II ACTiVIDAD DE JESÚS EN GALILEA

    Esta parte del evangelio de Lucas está dedicada al ministerio de Jesús en Galilea. Durante este periodo Jesús no sale de este territorio (al contrario de lo que nos dice Marcos, véase Mc 7,24-31; 8,27). Jesús se revela en estos capítulos a través de su acción y su palabra: evangeliza (Lc 4,43; 8,1), cura muchas enfermedades (Lc 4,36; 5,17; 6,19; 8,46), expulsa a los demonios (Lc 4,33-37 .41; 6,18; 7,21; 8,2 .26-29; 9,38-43), llama a los pecadores a la conversión (Lc 5,20 .29-32; 7,36-50). Todos estos actos reveladores no son reconocidos por las autoridades de Israel (Lc 5,17-6,11), pero sí por gran parte del pueblo (Lc 5,1 .17; 6,17-18; 8,4 .40; 9,37). Poco a poco se va formando en torno a él un grupo de amigos y seguidores (Lc 5,1-11 .27; 6,13-16), a los que Jesús envía a predicar el reino y a curar enfermos (Lc 8,1-3; 9,1-6). Lucas reconoce en esta actividad de Jesús en Galilea no sólo un momento revelador de Jesús (como se advierte por los títulos que le da: Hijo de Dios, Hijo del hombre, Cristo o Maestro), sino también una propuesta prográmatica para el futuro tiempo de la misión, que para Lucas es ya una realidad presente.

4,14-6,11

1. Manifestación y rechazo de Jesús

    La manifestación pública de Jesús, que comienza en la sinagoga de Nazaret (Lc 4,14-30), pronto se encuentra con el rechazo y la oposición (Lc 5,12-26; 5,33-6,11). En esta sección tiene lugar también la llamada de los primeros discípulos (Lc 5,1-11 .27-31) y diversas controversias con los fariseos (Lc 5,17-6,11).

    Los temas que las suscitan (perdón de los pecados, cercanía de Jesús a los que eran considerados pecadores públicos, ayuno y ley del sábado) son el trasfondo de seis relatos que probablemente fueron usados por la Iglesia en sus debates con la sinagoga. De este modo Lucas presenta los elementos fundamentales del ministerio de Jesús: el anuncio de la buena noticia, el rechazo de los jefes de su pueblo, y la llamada a los discípulos.

4,14-30 

    Jesús comienza su ministerio en Nazaret. 

    Lucas, a diferencia de Marcos y Mateo, inicia la misión de Galilea en el pueblo de Jesús. Aunque el relato tiene algunos puntos de contacto con el de Marcos (Mc 6,1-6), no parece seguir esa narración sino que utiliza tradiciones propias. Sin embargo, Lucas es consciente de que en realidad Jesús no empezó su ministerio en Nazaret. Lc 4,23 nos indica que ya ha actuado en Cafarnaún. Por tanto, el orden de Lucas está motivado por un propósito distinto del histórico.

**Extractos de datos**

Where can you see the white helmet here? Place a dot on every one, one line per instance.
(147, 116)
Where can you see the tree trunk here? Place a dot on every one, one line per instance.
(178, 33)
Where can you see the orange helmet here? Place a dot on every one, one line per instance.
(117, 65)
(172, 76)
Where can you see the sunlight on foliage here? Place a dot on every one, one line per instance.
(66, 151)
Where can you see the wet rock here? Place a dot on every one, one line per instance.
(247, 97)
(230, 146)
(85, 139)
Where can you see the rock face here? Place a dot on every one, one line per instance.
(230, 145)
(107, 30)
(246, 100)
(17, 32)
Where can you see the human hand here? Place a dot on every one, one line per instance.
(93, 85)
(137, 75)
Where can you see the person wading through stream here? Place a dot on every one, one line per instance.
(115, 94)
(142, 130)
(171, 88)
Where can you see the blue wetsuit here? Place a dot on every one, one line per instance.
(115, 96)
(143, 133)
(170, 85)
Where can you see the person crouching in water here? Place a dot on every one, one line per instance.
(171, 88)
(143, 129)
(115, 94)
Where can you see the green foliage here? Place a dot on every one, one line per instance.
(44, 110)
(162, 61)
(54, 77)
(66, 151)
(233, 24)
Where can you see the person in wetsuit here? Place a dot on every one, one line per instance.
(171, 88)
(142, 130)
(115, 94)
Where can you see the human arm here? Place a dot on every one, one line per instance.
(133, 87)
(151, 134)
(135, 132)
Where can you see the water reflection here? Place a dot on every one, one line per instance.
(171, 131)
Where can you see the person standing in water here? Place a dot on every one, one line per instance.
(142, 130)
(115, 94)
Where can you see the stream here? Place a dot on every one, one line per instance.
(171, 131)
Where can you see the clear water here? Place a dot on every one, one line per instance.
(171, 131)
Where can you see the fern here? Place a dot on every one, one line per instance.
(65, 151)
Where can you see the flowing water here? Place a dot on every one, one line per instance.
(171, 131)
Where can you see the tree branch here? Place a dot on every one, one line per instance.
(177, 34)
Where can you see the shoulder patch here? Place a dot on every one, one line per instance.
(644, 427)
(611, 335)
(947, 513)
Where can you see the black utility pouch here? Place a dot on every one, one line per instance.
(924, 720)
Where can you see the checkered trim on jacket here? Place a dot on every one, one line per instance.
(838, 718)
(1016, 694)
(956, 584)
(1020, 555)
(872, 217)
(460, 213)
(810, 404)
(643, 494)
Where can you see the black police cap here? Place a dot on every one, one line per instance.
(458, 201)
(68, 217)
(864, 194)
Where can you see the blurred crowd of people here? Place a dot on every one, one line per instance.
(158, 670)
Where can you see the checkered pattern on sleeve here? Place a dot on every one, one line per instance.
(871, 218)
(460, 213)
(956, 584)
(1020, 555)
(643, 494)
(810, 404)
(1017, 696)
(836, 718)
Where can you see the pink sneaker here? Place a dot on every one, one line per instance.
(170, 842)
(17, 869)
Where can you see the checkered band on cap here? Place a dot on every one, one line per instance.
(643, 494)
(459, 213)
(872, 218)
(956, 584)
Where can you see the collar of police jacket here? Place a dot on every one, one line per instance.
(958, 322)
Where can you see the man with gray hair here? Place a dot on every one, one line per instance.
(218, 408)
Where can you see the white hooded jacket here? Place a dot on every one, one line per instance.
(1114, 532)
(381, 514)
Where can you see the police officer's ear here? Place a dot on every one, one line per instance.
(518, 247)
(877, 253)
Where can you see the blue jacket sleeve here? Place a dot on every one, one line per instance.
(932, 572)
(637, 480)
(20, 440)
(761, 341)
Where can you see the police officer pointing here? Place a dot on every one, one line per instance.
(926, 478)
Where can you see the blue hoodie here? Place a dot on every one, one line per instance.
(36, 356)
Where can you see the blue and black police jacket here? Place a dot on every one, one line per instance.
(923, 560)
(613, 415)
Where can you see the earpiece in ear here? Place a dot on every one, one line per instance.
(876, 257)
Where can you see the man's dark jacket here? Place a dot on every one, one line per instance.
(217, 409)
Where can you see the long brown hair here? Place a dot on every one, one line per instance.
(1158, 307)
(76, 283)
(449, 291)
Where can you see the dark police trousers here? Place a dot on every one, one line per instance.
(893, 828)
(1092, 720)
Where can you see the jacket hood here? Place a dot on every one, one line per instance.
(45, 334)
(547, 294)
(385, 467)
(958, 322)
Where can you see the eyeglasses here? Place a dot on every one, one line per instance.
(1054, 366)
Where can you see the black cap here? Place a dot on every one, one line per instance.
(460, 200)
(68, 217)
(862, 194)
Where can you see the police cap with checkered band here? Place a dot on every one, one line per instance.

**Problema**
Por favor, transcribe sin cambios el pasaje del texto sobre la actividad de Jesús en Galilea que empieza en "La manifestación pública" y termina en "fariseos (Lc 5,17-6,11).". Los ítems no hacen falta para resolver nada.

**Respuesta esperada**
La manifestación pública de Jesús, que comienza en la sinagoga de Nazaret (Lc 4,14-30), pronto se encuentra con el rechazo y la oposición (Lc 5,12-26; 5,33-6,11). En esta sección tiene lugar también la llamada de los primeros discípulos (Lc 5,1-11 .27-31) y diversas controversias con los fariseos (Lc 5,17-6,11).